En Cuba, como en otros Estados, alguna gente se suicida para protestar. Pero en el Estado totalitario a ese extremo recurso no se llega por motivaciones existencialistas, ni económicas, ni mucho menos por ánimo terrorista. Quizás se recurra a él para llamar la atención internacional sobre el carácter represivo de un régimen en el que el disenso es un delito que cometió el que se mata.


Sin embargo, Granma, el vocero del PC cubano, considera que la muerte de un “preso común”, Orlando Zapata, fue producto de una manipulación y la eventual del periodista Guillermo Fariñas, un chantaje probablemente avalado por el imperialismo. Si bien el suicidio como instrumento político es éticamente reprobable, quien lo ejerce sin causar más daño que la terrible supresión de su propia vida probablemente considere que éste es el único medio de influencia posible en ausencia de otro mecanismo de expresión organizada.


Tal instrumentación de la desesperanza puede no ser común en Cuba. Pero sus variantes son innumerables. Si ahora se ejerce individualmente poniendo en evidencia a un régimen que prohíbe constitucionalmente ejercer acciones que cuestionen al Estado socialista, antes se ejerció grupalmente mediante la fuga colectiva a riesgo de la propia vida. En efecto, si decenas de miles de balseros cubanos se han arrojado al mar en embarcaciones trágicamente ridículas en búsqueda de esperanza, lo hicieron porque, además de la privación de otros derechos esenciales, el régimen cubano impide la libre la salida del país.


El consecuente deseo de fugar, que ha hecho del Caribe un corredor de la muerte, tuvo quizás su punto culminante en 1980 cuando miles de cubanos invadieron la Embajada del Perú en búsqueda de cualquier destino menos el que padecían. Luego de repudiarlos e infiltrarlos con criminales comunes y desquiciados, el dictador permitió apenas que una flotilla extranjera se encargarse del traslado de los “indeseables” a Florida.

**Entradas del conjunto de datos**:
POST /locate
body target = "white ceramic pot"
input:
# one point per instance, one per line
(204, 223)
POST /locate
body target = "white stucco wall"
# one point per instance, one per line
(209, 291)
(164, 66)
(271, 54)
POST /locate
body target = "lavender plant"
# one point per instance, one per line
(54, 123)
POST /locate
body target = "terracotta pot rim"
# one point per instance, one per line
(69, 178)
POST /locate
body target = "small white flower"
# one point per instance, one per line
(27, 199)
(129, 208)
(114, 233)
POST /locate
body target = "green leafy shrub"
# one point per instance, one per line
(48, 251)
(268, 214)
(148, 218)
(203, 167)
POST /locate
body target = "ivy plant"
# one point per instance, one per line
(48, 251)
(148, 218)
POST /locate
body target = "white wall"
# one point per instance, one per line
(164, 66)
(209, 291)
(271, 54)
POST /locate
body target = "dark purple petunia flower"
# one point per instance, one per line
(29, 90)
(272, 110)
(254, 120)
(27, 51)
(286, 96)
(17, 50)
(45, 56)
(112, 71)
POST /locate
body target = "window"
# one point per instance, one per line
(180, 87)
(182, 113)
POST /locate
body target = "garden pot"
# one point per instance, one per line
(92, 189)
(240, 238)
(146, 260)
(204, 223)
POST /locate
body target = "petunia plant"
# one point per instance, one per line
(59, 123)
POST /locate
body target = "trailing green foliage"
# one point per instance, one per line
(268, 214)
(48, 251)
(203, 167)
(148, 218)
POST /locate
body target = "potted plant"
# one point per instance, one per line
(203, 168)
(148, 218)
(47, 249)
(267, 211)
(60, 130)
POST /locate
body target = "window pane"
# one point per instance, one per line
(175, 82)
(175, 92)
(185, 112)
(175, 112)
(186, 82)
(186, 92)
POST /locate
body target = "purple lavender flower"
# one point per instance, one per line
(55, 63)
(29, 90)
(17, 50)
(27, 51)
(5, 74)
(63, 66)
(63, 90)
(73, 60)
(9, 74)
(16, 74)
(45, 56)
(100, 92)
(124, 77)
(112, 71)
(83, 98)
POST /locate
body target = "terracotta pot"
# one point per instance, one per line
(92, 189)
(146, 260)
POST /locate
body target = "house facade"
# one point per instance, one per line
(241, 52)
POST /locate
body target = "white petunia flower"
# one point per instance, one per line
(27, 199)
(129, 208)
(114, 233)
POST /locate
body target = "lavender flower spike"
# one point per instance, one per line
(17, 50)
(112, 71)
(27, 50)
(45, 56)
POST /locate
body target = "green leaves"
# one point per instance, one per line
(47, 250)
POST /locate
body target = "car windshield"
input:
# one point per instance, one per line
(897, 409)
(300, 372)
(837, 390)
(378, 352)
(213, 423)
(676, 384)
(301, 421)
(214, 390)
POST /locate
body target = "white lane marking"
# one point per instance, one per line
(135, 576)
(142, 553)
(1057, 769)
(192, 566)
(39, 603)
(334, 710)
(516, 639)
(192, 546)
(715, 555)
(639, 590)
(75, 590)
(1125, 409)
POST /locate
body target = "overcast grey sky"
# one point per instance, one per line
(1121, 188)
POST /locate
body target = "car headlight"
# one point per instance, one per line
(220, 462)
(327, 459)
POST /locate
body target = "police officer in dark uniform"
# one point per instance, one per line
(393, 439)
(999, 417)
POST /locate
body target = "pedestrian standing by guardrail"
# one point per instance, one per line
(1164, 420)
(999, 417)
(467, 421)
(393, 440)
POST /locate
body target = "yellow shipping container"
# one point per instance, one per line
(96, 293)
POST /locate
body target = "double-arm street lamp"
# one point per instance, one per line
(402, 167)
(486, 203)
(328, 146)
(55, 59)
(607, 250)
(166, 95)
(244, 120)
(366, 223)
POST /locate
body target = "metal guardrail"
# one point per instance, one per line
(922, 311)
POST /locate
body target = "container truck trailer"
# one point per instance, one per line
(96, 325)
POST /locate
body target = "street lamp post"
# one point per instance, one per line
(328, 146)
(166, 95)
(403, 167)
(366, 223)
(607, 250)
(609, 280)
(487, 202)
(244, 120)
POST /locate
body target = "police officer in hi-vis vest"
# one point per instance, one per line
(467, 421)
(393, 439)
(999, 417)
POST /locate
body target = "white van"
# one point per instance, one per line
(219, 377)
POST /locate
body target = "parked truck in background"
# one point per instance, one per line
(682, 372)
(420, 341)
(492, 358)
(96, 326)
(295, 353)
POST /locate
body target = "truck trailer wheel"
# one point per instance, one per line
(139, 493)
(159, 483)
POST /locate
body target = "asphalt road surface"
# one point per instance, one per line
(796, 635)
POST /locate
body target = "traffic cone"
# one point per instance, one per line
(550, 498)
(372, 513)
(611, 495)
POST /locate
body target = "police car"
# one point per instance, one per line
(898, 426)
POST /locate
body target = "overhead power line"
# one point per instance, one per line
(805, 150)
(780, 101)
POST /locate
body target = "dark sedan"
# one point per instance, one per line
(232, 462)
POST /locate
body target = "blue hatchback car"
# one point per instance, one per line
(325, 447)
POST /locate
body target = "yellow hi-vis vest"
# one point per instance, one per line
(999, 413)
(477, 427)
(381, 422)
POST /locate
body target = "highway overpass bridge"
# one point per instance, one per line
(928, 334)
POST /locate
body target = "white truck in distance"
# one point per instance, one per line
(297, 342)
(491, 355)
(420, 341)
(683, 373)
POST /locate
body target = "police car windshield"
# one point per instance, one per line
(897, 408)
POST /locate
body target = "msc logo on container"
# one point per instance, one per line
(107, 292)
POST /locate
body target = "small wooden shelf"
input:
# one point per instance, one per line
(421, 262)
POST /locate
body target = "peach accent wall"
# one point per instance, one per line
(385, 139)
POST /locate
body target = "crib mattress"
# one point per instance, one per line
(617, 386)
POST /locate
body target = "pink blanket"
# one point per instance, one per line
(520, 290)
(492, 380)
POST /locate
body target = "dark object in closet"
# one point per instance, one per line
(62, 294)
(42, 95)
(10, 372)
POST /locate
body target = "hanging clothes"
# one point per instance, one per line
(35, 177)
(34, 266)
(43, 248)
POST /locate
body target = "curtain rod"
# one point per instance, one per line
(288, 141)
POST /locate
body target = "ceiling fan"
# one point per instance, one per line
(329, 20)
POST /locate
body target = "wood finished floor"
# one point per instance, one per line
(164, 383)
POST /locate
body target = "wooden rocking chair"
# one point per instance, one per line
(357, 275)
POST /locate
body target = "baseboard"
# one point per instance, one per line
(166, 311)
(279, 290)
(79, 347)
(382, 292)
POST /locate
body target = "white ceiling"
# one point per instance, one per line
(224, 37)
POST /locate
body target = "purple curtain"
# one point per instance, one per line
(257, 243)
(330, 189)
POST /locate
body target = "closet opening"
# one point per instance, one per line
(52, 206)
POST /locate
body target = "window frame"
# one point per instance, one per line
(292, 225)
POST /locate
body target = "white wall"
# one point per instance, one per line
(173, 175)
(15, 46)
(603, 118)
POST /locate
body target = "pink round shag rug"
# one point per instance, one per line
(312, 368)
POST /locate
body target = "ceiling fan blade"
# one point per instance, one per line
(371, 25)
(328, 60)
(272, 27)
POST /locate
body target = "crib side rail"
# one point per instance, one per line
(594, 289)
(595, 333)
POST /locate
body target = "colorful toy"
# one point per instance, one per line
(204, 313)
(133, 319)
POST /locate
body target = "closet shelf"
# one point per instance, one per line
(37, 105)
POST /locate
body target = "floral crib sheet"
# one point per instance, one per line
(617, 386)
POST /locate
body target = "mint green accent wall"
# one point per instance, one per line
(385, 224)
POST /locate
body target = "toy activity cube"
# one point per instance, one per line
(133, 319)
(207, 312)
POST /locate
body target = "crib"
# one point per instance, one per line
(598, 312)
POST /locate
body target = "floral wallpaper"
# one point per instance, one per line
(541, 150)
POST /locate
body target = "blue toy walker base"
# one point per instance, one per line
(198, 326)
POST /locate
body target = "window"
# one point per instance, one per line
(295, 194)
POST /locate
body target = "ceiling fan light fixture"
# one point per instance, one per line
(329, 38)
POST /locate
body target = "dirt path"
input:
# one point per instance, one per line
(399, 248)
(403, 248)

**Tareas y ejercicios**:
1. Devuelve sin cambios la parte del fragmento sobre Cuba que empieza en las palabras "En Cuba, como" y termina después de "que se mata.".
2. Según el fragmento sobre Cuba, ¿en qué año invadieron miles de cubanos la Embajada del Perú?
3. Prolonga el fragmento sobre Cuba a partir de su última oración.
El material es independiente del fragmento sobre Cuba.

**Respuestas**:
1.
En Cuba, como en otros Estados, alguna gente se suicida para protestar. Pero en el Estado totalitario a ese extremo recurso no se llega por motivaciones existencialistas, ni económicas, ni mucho menos por ánimo terrorista. Quizás se recurra a él para llamar la atención internacional sobre el carácter represivo de un régimen en el que el disenso es un delito que cometió el que se mata.

2. En 1980.

3.
Y para confirmar que del paraíso socialista no se escapa nadie con impunidad, en 1994, guardacostas cubanos hundieron, con frialdad homicida, un transbordador repleto de personas que se arriesgaban a todo como lo hicieron los que quedaron atrapados en el Muro de Berlín.


Si el totalitarismo cubano apelaba entonces a la razón de Estado para justificar la exposición de grupos enteros al peligro extremo, desde sus orígenes empleó la razón ideológica para justificar el terror. Así, a la manera de Robespierre y de Stalin, el Che Guevara advirtió en 1964 a la Asamblea General de la ONU que el fusilamiento era una necesidad revolucionaria. “Sí, hemos fusilado y lo seguiremos haciendo mientras sea necesario” dijo sin asegurar juicio justo a nadie. Tal disposición represiva está instalada en el Estado totalitario cubano, en sus leyes, y en su indisposición a administrar justicia de acuerdo a estándares universales. A cambio exhibe avances económicos y sociales. Para llamar la atención sobre esa “asimetría” eventualmente macabra, modestos cubanos ponen hoy su propia muerte a consideración de la comunidad internacional. Si ello es un exceso, lo es más la indisposición de la dictadura cubana a liberar a su población.